SHORT EXERCISE: Update the rows starting at the one containing "the aircraft wing" and ending at the one containing "pixel 65 140": rewrite them with "drill" replaced by "exercise", all else unchanged.

=== RECORDS PROVIDED ===

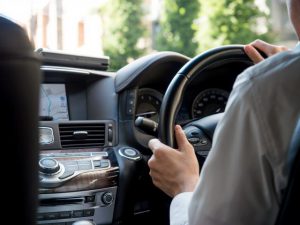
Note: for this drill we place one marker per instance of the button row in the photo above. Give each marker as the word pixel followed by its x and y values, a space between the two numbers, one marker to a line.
pixel 78 154
pixel 66 214
pixel 60 223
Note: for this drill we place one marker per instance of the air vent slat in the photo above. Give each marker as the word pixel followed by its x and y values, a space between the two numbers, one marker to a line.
pixel 91 135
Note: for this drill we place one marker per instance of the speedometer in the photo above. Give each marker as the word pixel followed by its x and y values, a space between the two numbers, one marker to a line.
pixel 148 104
pixel 208 102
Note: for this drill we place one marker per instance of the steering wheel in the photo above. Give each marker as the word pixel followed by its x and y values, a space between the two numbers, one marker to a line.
pixel 202 129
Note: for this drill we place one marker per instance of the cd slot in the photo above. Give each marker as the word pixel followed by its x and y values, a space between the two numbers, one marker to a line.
pixel 61 201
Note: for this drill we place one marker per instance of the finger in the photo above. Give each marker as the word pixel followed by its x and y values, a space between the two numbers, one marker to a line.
pixel 253 54
pixel 181 139
pixel 263 46
pixel 155 144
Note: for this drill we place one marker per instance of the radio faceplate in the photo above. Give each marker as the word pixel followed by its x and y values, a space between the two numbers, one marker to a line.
pixel 66 208
pixel 77 185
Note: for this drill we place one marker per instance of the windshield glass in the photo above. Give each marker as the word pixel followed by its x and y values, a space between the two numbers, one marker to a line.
pixel 127 29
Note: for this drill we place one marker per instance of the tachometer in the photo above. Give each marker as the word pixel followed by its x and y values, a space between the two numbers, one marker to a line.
pixel 148 104
pixel 208 102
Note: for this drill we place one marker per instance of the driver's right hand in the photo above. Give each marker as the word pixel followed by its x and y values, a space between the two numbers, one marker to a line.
pixel 268 49
pixel 174 170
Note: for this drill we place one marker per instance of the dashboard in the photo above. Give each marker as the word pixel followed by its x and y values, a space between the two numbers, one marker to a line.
pixel 93 153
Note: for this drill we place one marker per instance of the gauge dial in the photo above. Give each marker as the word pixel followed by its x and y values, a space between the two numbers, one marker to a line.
pixel 148 104
pixel 208 102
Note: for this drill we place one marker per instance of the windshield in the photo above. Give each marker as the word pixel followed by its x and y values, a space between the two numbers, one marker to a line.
pixel 127 29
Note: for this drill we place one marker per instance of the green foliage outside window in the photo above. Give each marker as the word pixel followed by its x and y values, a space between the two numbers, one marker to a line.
pixel 124 29
pixel 177 27
pixel 223 22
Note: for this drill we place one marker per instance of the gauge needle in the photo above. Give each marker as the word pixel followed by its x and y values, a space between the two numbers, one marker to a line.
pixel 147 113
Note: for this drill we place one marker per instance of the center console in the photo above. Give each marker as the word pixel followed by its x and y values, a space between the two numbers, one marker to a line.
pixel 77 186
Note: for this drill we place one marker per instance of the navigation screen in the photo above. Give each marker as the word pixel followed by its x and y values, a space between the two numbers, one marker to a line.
pixel 54 102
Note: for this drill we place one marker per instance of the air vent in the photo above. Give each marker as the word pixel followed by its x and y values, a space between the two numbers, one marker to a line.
pixel 82 135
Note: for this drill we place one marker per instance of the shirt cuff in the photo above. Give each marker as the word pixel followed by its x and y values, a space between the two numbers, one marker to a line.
pixel 179 208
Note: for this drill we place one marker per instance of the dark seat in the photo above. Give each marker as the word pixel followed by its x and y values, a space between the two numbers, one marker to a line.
pixel 19 95
pixel 289 209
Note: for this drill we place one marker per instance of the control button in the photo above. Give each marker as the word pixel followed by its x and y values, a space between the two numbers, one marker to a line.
pixel 69 163
pixel 130 152
pixel 85 165
pixel 71 167
pixel 78 213
pixel 49 166
pixel 107 198
pixel 90 198
pixel 59 223
pixel 104 154
pixel 40 216
pixel 88 212
pixel 104 163
pixel 110 134
pixel 65 214
pixel 51 216
pixel 66 174
pixel 97 163
pixel 194 140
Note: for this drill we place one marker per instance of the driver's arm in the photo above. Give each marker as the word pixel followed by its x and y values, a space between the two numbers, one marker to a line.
pixel 237 183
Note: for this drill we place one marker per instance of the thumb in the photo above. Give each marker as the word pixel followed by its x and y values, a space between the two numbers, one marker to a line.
pixel 183 143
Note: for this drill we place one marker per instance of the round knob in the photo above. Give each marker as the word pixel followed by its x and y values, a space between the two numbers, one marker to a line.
pixel 48 166
pixel 107 198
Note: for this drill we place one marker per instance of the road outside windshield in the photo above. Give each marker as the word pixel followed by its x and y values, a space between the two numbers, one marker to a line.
pixel 125 30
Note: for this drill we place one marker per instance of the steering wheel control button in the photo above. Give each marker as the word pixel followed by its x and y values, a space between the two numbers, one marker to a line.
pixel 97 163
pixel 90 198
pixel 85 165
pixel 194 140
pixel 88 212
pixel 107 198
pixel 104 164
pixel 130 153
pixel 49 166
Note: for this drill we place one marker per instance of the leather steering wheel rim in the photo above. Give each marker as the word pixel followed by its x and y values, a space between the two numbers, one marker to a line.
pixel 173 97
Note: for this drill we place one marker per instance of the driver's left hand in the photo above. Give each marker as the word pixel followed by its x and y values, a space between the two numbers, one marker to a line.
pixel 174 170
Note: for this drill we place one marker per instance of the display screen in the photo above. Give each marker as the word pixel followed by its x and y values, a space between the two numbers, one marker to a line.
pixel 54 105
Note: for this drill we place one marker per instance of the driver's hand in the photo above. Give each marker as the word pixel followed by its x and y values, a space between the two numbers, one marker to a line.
pixel 268 49
pixel 174 170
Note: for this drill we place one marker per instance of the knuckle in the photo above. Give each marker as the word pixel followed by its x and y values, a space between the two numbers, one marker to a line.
pixel 158 153
pixel 151 163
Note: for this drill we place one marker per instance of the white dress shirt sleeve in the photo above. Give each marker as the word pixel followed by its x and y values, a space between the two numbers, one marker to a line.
pixel 179 208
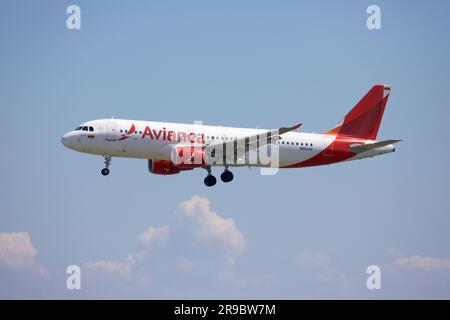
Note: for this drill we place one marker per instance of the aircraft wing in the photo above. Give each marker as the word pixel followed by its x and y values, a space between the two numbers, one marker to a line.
pixel 369 146
pixel 249 143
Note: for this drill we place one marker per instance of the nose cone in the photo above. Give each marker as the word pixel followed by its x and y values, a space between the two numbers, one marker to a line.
pixel 68 140
pixel 65 140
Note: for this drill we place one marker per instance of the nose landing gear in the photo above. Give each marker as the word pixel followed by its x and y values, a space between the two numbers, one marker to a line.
pixel 105 171
pixel 210 180
pixel 226 176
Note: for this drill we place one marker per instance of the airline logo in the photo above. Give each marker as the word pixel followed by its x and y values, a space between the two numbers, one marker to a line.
pixel 128 133
pixel 165 134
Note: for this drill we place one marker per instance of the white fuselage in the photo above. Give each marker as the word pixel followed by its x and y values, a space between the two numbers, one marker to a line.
pixel 155 140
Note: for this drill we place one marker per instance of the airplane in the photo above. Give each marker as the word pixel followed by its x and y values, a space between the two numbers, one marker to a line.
pixel 171 148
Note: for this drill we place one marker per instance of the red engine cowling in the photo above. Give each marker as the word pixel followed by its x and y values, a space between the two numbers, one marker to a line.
pixel 188 157
pixel 163 167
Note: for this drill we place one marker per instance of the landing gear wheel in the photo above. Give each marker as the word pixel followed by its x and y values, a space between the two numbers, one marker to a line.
pixel 226 176
pixel 105 171
pixel 210 180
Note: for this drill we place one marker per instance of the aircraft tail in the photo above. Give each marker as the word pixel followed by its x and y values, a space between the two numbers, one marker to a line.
pixel 363 121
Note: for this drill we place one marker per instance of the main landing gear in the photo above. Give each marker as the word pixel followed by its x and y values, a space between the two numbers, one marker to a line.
pixel 105 171
pixel 210 180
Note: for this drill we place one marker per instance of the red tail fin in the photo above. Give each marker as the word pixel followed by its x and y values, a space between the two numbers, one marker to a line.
pixel 363 121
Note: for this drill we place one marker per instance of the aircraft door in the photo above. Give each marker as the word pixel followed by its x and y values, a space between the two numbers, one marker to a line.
pixel 111 131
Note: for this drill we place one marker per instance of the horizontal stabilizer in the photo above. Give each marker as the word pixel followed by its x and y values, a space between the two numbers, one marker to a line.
pixel 370 146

===

RESULT OF THIS TASK:
Note: for this exercise we place one marker per instance of the aircraft wing in the photo above. Give each marker as the word pixel followed by its x and y values, a space between the two numbers, one marker to a line.
pixel 369 146
pixel 249 143
Note: for this exercise we place one marker per instance of the nose cone in the photo above. Give each marker as the word pixel followed by its x and y values, a space between the two numbers, one marker to a line.
pixel 68 140
pixel 65 140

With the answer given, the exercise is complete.